┌────────

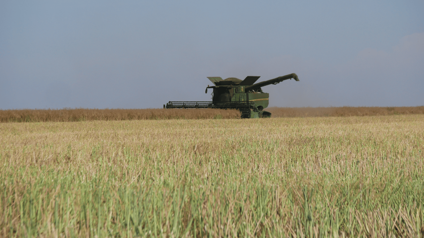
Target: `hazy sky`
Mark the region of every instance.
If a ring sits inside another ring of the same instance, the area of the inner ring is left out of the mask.
[[[270,106],[424,105],[424,1],[0,2],[0,108],[209,101],[292,73]]]

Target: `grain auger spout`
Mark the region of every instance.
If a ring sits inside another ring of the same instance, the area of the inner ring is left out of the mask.
[[[267,85],[269,85],[270,84],[276,84],[277,83],[282,82],[285,80],[291,79],[292,78],[294,79],[294,80],[296,81],[299,81],[299,78],[297,77],[297,75],[296,74],[290,74],[290,75],[284,75],[284,76],[280,76],[273,79],[270,79],[266,81],[264,81],[263,82],[261,82],[260,83],[255,83],[253,85],[247,86],[245,87],[245,90],[246,91],[248,91],[250,90],[254,90],[255,89],[259,89],[261,87],[263,87],[264,86],[266,86]]]
[[[244,80],[208,77],[214,85],[208,85],[205,92],[207,93],[208,89],[213,90],[212,102],[170,101],[164,104],[163,108],[236,109],[240,111],[243,118],[270,117],[271,113],[263,111],[268,106],[269,94],[262,91],[261,87],[292,78],[299,81],[299,79],[296,74],[290,74],[254,84],[260,77],[247,76]]]

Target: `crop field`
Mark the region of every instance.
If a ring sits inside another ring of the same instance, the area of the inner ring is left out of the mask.
[[[424,115],[0,123],[3,237],[424,237]]]
[[[342,107],[278,108],[265,109],[272,117],[387,116],[424,114],[424,106],[418,107]],[[164,119],[233,119],[240,118],[235,109],[87,109],[0,110],[0,122],[83,122],[94,120],[158,120]]]

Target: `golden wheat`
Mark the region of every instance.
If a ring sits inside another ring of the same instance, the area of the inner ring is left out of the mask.
[[[424,236],[424,115],[0,124],[3,237]]]

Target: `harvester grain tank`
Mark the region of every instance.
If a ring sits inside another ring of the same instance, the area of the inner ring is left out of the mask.
[[[269,117],[271,113],[263,111],[268,106],[269,94],[264,93],[261,88],[270,84],[276,84],[287,79],[299,81],[296,74],[255,83],[260,76],[247,76],[241,80],[235,77],[223,80],[221,77],[208,77],[214,86],[212,102],[171,102],[164,105],[166,108],[234,108],[240,110],[243,118]]]

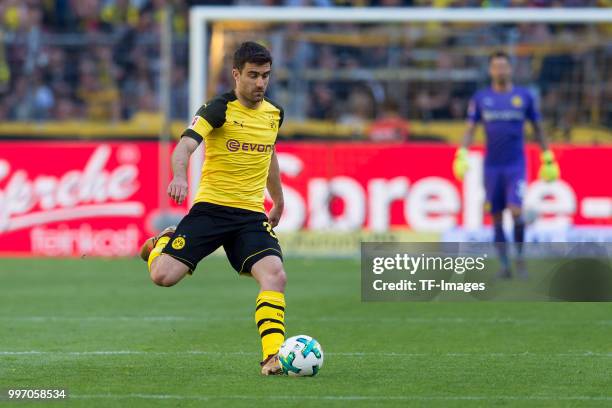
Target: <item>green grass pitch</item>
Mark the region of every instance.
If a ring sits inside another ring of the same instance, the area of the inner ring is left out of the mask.
[[[612,405],[611,304],[362,303],[356,260],[286,269],[287,334],[325,352],[314,378],[259,375],[257,287],[224,258],[172,288],[135,259],[0,259],[0,389],[81,407]]]

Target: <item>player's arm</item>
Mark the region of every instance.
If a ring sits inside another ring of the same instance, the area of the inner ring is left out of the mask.
[[[465,133],[463,134],[463,142],[455,153],[455,160],[453,160],[453,174],[459,181],[463,180],[465,173],[468,171],[468,149],[474,142],[474,135],[476,134],[476,127],[480,121],[480,108],[476,99],[470,101],[468,107],[468,120]]]
[[[174,177],[168,185],[168,195],[177,204],[182,204],[187,197],[187,166],[189,157],[197,149],[199,143],[191,137],[181,137],[172,152],[172,174]]]
[[[283,197],[283,187],[280,182],[280,167],[278,165],[278,158],[276,157],[276,151],[272,152],[272,159],[270,160],[270,168],[268,170],[268,180],[266,187],[270,193],[270,197],[274,202],[274,206],[268,214],[268,221],[272,227],[276,227],[280,221],[280,217],[283,214],[285,208],[285,199]]]
[[[542,149],[540,155],[540,171],[538,176],[544,181],[555,181],[561,176],[559,164],[555,159],[555,155],[552,150],[548,147],[544,130],[542,129],[542,123],[540,122],[540,113],[535,107],[535,102],[532,97],[529,98],[529,104],[527,106],[527,118],[531,120],[531,126],[533,127],[533,133],[536,141]]]
[[[187,197],[187,166],[189,157],[213,129],[223,126],[227,104],[217,98],[203,105],[191,121],[191,125],[181,135],[179,144],[172,153],[172,173],[168,195],[177,204]]]

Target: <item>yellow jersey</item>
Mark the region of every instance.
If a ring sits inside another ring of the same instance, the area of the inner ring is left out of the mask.
[[[203,105],[182,137],[204,140],[204,165],[194,204],[207,202],[264,212],[270,159],[283,109],[264,98],[257,109],[234,91]]]

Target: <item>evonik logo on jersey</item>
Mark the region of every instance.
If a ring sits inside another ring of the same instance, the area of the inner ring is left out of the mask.
[[[142,216],[144,205],[128,201],[139,189],[138,167],[106,169],[110,155],[111,147],[102,145],[83,169],[35,177],[25,170],[11,171],[11,164],[0,158],[0,185],[5,182],[0,188],[0,233],[82,218]]]
[[[262,143],[249,143],[249,142],[239,142],[236,139],[227,139],[225,142],[225,147],[230,152],[237,152],[238,150],[242,150],[245,152],[258,152],[258,153],[268,153],[274,150],[274,145],[272,144],[262,144]]]

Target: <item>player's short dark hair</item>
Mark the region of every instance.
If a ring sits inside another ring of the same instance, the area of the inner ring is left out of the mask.
[[[510,54],[506,51],[495,51],[493,54],[489,55],[489,62],[493,61],[495,58],[505,58],[506,61],[510,62]]]
[[[253,41],[247,41],[240,44],[236,52],[234,52],[234,68],[242,71],[242,68],[247,62],[256,65],[270,63],[272,65],[272,56],[270,51],[261,44]]]

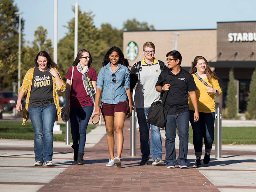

└────────

## Given instruction
Reproduce all of the material above line for line, leaving out the pictures.

## Result for this task
Target: `hazy sky`
Mark the region of every instance.
If a ring sits inside another ring of the same instance, the area of the inner ring is left out of the mask.
[[[270,106],[424,105],[424,1],[0,2],[0,108],[209,101],[292,73]]]

Target: `grain auger spout`
Mark the region of every instance.
If a ring sits inside another ring of the same instance, the area of the inner ring is left out of the mask.
[[[267,85],[269,85],[270,84],[276,84],[277,83],[282,82],[285,80],[291,79],[292,78],[294,79],[294,80],[296,81],[299,81],[299,78],[297,77],[297,75],[296,74],[290,74],[290,75],[284,75],[284,76],[280,76],[273,79],[270,79],[266,81],[264,81],[263,82],[261,82],[260,83],[255,83],[253,85],[247,86],[245,87],[245,90],[246,91],[248,91],[250,90],[254,90],[255,89],[259,89],[261,87],[263,87],[264,86],[266,86]]]
[[[244,80],[208,77],[214,85],[208,85],[205,92],[207,93],[208,89],[213,90],[212,102],[170,101],[164,104],[163,108],[236,109],[240,111],[243,118],[270,117],[271,113],[263,111],[268,106],[269,94],[262,91],[261,87],[292,78],[299,81],[299,79],[296,74],[290,74],[254,84],[260,77],[247,76]]]

Target: `crop field`
Mark the region of every instance.
If a ring sits inside another ring of the same instance, the area of the inner ring is left out of the mask.
[[[424,115],[0,123],[3,237],[424,237]]]
[[[342,107],[278,108],[265,109],[272,117],[387,116],[424,114],[424,106],[418,107]],[[164,119],[233,119],[240,118],[235,109],[87,109],[0,110],[0,122],[83,122],[94,120],[158,120]]]

Target: `golden wheat`
Mark the region of every instance.
If a ring sits inside another ring of the same instance, the area of the inner ring is left out of the mask.
[[[424,236],[424,115],[0,124],[3,237]]]

Target: `harvester grain tank`
Mark the region of every instance.
If a ring sits inside another ring of the same instance, the area of the inner ring is left out of the mask.
[[[269,117],[271,113],[263,111],[268,106],[269,94],[264,93],[261,88],[270,84],[276,84],[287,79],[299,81],[296,74],[255,83],[260,76],[247,76],[241,80],[235,77],[223,80],[221,77],[208,77],[214,86],[212,102],[171,102],[164,105],[166,108],[234,108],[240,110],[243,118]]]

Target: <item>green grass pitch</item>
Mark the region of every instance.
If a ring sits inside another ring of the same instance, the area of the inner ring is left out of the mask.
[[[612,405],[611,304],[362,303],[356,260],[286,269],[287,334],[325,352],[314,378],[259,375],[257,287],[224,258],[172,288],[135,259],[0,259],[0,389],[81,407]]]

Target: <item>player's arm</item>
Mark the region of every instance.
If a ring sits inside another ring of the same instance, the area of the inner ring is left out of the mask.
[[[465,133],[463,134],[463,142],[455,153],[455,160],[453,160],[453,174],[459,181],[463,180],[465,173],[468,171],[468,149],[474,142],[474,135],[476,134],[476,127],[480,121],[480,108],[476,99],[470,101],[468,107],[468,120]]]
[[[174,177],[168,185],[168,195],[177,204],[182,204],[187,197],[187,166],[189,157],[197,149],[199,143],[191,137],[181,137],[172,152],[172,174]]]
[[[283,197],[283,187],[280,182],[280,167],[278,165],[278,158],[276,157],[276,151],[272,152],[272,159],[270,160],[270,168],[268,170],[268,180],[266,187],[270,193],[270,197],[274,202],[274,206],[268,214],[268,221],[272,227],[276,227],[280,221],[280,217],[283,214],[285,208],[285,199]]]
[[[542,149],[540,155],[540,171],[538,176],[544,181],[555,181],[561,176],[559,164],[555,159],[555,155],[552,150],[548,147],[544,130],[542,129],[542,123],[540,122],[540,113],[535,107],[535,102],[532,97],[529,98],[529,104],[527,106],[527,118],[531,120],[531,126],[533,127],[533,133],[536,141]]]
[[[187,197],[187,166],[189,157],[213,129],[223,126],[227,104],[217,98],[203,105],[191,121],[191,125],[181,135],[179,144],[172,153],[172,173],[168,195],[177,204]]]

Target: <item>yellow jersey</item>
Mark the region of every instance.
If a ring sits inside another ring of the same instance, the area of the inner ring is left out of the mask.
[[[203,105],[182,137],[204,140],[204,165],[194,204],[207,202],[264,212],[270,159],[283,109],[264,98],[257,109],[234,91]]]

Target: <item>evonik logo on jersey</item>
Mark the region of every instance.
If a ring sits inside another ring of the same instance, the area of the inner ring is left out of the mask.
[[[142,216],[144,205],[128,201],[139,189],[138,167],[106,169],[110,155],[111,147],[102,145],[83,169],[35,177],[25,170],[11,171],[11,164],[0,158],[0,185],[5,182],[0,188],[0,233],[82,218]]]
[[[262,143],[249,143],[249,142],[239,142],[236,139],[227,139],[225,142],[225,147],[230,152],[237,152],[238,150],[242,150],[245,152],[258,152],[258,153],[268,153],[274,150],[274,145],[272,144],[262,144]]]

Target: <item>player's short dark hair</item>
Mark the region of every instance.
If a ring sits inside another ring of the same instance, the area of the inner ring is left out of the mask.
[[[510,54],[506,51],[495,51],[493,54],[489,55],[489,62],[493,61],[495,58],[505,58],[506,61],[510,62]]]
[[[253,41],[247,41],[240,44],[236,52],[234,52],[234,68],[242,71],[242,68],[247,62],[256,65],[270,63],[272,65],[272,56],[270,51],[261,44]]]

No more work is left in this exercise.